Instruções:
**A.** Cite sem alterações a parte do trecho sobre a Copa que começa nas palavras "Mas a luta contra" e termina logo depois de "em seus escritórios.".
**B.** Passe para o inglês esta frase do trecho sobre a Copa: "Mas a luta contra a Copa tem uma grande vantagem, se comparada à dos 20 centavos: se opõe diretamente ao governo federal petista."

Trecho:
O “Não vai ter Copa” se assemelha em muitos aspectos à luta contra os 20 centavos em junho de 2013, pois expressa algo muito maior do que parece. Em junho ouvíamos: “não são só 20 centavos!”, e não eram. A bandeira dos 20 centavos permitia o grito de revolta contra uma situação limite de repressão, miséria e humilhação por que passa quotidianamente a esmagadora maioria da população trabalhadora brasileira.
Desde então, cada novo ataque aos trabalhadores é sentido como a gota d’água e provoca o mesmo tipo de resposta defensiva. E a Copa não é qualquer ataque: está justificando a flexibilização de leis trabalhistas (CLT), o aumento da intensidade do trabalho, o pisoteamento da constituição via aprovação de leis autoritárias, o uso indiscriminado do exército, a remoção de populações de suas moradias, etc. Somados, esses elementos significam os piores ataques da história recente do país. A população, que não é ignorante, sabe que essas serão as heranças da Copa, junto com o aumento do desemprego. Ela sabe também que é falso o discurso oficial de que a Copa trará melhorias ao país, afinal, já estamos na boca da Copa e as tais melhorias não chegaram. Portanto, a Copa é percebida pelo proletariado como um ataque e ele, desde junho de 2013, não está disposto a engolir qualquer ataque.
Mas a luta contra a Copa tem uma grande vantagem, se comparada à dos 20 centavos: se opõe diretamente ao governo federal petista.
Como se sabe, o PT não tem o menor interesse em dar vazão à revolta das ruas, afinal, ela pode afundar os contratos milionários dos seus mantenedores. O PT foi o primeiro a desafiar a população e a dizer, como Dilma em seu twitter: “Vai ter Copa!”. Junto com ele se colocaram diversos agrupamentos supostamente de esquerda: o PCdoB — automaticamente também a UNE —, a CUT, o MST, a CMP, a Consulta Popular (e seu grupo de juventude, o Levante Popular) e outros. Todos estão deliberadamente muito longe das ruas, em seus escritórios.

Dados extraídos:

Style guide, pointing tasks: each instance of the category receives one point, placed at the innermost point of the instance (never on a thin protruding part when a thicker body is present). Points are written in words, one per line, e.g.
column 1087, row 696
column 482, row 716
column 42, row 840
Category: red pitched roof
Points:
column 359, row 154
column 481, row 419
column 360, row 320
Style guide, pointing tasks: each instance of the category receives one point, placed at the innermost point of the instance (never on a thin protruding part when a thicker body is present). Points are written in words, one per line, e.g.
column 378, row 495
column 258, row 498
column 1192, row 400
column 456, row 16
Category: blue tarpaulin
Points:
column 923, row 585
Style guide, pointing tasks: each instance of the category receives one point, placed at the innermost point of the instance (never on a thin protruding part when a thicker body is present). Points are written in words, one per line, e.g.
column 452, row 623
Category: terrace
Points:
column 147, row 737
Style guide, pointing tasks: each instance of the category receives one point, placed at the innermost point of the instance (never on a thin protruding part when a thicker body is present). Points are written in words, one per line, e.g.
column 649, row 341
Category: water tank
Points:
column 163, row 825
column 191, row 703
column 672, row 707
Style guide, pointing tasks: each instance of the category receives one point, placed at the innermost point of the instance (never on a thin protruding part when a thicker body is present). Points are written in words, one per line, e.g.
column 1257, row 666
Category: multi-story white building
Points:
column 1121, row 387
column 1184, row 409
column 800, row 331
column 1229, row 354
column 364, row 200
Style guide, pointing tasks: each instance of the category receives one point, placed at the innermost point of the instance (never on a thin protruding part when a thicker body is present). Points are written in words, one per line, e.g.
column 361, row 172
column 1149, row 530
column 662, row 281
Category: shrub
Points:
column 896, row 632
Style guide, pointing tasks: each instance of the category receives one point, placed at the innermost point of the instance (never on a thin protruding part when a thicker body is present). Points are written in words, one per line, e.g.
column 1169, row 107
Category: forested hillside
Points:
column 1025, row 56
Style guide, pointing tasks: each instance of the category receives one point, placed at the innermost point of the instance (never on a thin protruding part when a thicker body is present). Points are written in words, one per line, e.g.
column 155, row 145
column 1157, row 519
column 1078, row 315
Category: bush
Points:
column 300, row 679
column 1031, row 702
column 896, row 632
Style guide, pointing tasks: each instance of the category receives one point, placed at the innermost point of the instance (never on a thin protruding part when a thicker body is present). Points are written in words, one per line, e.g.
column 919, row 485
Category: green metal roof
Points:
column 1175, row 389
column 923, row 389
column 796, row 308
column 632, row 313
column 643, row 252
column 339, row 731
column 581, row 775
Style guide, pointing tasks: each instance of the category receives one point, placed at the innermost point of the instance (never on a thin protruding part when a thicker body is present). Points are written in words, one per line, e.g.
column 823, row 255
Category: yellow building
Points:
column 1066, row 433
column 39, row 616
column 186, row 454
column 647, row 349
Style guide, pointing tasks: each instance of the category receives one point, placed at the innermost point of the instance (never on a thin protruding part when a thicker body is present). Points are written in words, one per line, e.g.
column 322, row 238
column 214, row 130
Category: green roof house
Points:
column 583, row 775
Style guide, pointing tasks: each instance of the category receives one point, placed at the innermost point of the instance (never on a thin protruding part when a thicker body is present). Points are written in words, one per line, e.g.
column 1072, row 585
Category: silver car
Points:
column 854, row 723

Gabarito:
**A.**
Mas a luta contra a Copa tem uma grande vantagem, se comparada à dos 20 centavos: se opõe diretamente ao governo federal petista.
Como se sabe, o PT não tem o menor interesse em dar vazão à revolta das ruas, afinal, ela pode afundar os contratos milionários dos seus mantenedores. O PT foi o primeiro a desafiar a população e a dizer, como Dilma em seu twitter: “Vai ter Copa!”. Junto com ele se colocaram diversos agrupamentos supostamente de esquerda: o PCdoB — automaticamente também a UNE —, a CUT, o MST, a CMP, a Consulta Popular (e seu grupo de juventude, o Levante Popular) e outros. Todos estão deliberadamente muito longe das ruas, em seus escritórios.

**B.** But the fight against the World Cup has a great advantage compared with the one over the 20 cents: it directly opposes the PT federal government.